### Instructions for the task:
Where a line of the entries holds the string "necktie", copy that line.

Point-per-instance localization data
== == ==

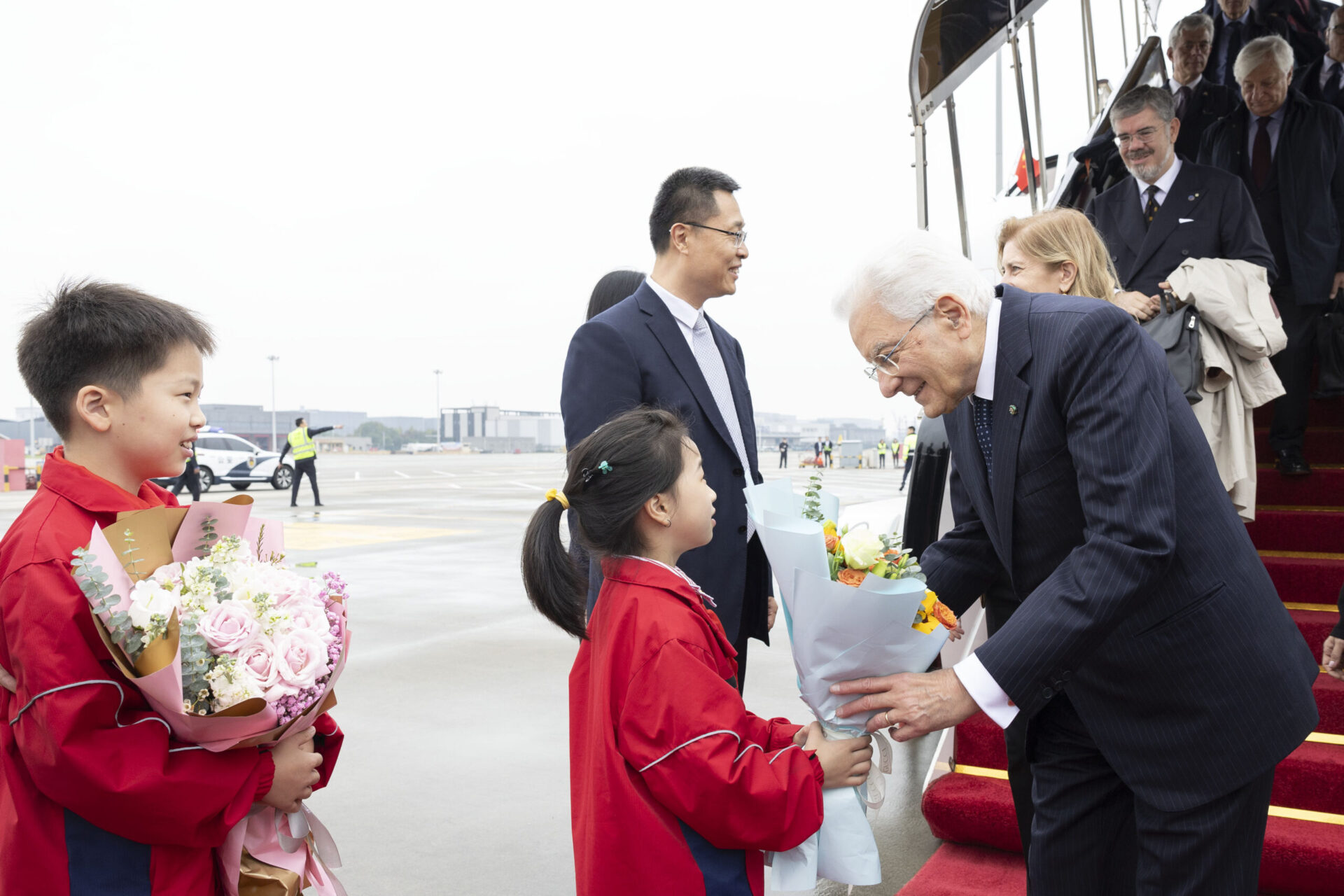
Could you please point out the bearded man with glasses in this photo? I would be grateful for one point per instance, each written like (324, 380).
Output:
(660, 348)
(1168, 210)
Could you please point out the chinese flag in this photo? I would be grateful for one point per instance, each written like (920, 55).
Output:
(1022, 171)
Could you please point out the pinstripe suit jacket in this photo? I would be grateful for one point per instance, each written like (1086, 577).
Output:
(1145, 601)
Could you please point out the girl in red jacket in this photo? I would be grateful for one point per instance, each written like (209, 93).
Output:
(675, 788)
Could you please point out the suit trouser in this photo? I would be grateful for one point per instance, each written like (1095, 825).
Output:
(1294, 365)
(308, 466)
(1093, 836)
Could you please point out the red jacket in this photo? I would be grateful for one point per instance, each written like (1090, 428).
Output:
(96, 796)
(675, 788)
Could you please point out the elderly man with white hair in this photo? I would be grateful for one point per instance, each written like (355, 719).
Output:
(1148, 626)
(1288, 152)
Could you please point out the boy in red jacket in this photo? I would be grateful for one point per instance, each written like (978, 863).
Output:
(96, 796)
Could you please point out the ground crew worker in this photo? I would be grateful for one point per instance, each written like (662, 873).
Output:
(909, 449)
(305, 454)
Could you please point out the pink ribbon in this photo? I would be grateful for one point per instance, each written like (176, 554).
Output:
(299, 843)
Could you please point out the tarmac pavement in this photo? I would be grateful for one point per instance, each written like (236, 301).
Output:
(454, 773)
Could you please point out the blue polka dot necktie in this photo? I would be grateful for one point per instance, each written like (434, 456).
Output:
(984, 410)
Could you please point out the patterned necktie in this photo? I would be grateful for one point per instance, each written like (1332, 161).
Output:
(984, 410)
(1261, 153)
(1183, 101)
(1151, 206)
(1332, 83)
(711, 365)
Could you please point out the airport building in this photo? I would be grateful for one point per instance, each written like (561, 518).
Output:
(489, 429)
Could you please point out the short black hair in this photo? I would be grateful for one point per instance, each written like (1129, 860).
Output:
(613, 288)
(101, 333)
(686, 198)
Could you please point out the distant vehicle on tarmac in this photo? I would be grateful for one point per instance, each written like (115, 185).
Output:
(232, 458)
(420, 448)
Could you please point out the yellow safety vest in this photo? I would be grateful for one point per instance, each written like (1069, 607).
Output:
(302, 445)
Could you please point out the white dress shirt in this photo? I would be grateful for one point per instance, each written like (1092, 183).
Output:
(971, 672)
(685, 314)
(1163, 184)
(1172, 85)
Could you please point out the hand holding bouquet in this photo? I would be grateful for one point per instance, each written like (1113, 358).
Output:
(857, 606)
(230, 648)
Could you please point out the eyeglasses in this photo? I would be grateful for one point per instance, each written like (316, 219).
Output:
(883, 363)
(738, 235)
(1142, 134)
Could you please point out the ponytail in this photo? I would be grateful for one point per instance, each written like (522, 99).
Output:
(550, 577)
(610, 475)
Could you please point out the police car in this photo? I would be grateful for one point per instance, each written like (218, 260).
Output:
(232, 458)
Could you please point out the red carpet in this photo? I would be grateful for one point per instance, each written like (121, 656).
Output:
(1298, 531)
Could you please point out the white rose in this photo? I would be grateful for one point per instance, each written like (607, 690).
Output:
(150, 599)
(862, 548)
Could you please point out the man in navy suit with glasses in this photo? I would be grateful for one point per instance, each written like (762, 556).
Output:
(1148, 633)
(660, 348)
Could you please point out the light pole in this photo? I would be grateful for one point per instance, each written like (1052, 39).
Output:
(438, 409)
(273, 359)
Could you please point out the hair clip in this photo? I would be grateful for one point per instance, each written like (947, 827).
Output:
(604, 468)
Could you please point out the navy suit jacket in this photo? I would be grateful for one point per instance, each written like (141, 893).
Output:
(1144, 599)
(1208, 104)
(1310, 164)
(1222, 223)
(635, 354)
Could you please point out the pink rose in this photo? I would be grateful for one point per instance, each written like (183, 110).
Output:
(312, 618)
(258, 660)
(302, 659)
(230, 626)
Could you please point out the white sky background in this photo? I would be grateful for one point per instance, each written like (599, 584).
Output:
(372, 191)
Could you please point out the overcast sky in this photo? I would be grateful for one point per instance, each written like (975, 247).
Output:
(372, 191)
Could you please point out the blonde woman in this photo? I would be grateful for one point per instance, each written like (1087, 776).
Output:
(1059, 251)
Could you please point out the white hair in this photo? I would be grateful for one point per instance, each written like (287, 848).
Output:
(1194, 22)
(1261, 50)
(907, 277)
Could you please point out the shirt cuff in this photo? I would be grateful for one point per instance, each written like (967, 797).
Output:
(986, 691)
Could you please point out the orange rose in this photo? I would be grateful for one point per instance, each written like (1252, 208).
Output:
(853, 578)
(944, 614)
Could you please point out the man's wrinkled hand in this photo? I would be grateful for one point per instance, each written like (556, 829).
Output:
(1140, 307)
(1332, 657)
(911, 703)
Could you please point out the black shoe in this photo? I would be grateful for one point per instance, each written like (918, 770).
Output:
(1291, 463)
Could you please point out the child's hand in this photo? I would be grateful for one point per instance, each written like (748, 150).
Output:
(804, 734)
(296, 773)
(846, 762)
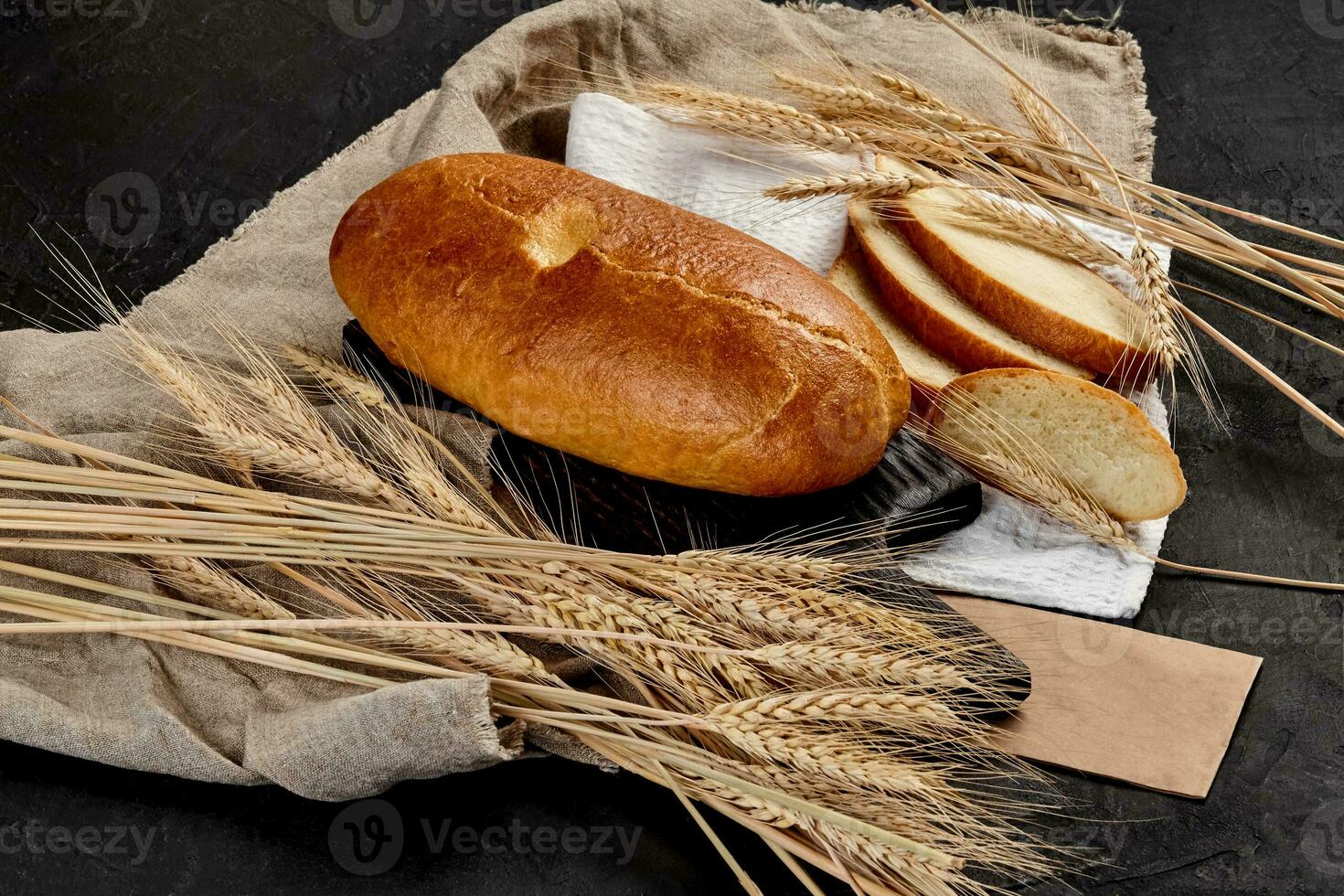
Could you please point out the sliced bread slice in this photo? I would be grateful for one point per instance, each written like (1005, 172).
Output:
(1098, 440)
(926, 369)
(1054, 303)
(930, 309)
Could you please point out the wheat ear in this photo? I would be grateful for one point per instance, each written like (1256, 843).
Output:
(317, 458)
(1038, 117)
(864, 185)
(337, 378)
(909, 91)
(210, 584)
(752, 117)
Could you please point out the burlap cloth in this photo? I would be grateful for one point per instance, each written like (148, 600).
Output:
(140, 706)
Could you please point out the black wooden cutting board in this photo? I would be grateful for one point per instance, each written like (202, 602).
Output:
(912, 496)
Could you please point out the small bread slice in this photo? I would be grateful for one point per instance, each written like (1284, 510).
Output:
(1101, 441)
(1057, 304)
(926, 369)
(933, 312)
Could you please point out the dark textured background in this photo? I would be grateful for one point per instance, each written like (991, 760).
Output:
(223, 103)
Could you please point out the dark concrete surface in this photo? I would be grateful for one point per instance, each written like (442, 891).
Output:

== == ==

### Answer area:
Could you please point out the blue polka dot necktie in this photo? I would be grateful for one point per instance, each written like (434, 456).
Could you please point out the patterned necktie in this photo? I would be grateful for one point per instance, each written like (1332, 161).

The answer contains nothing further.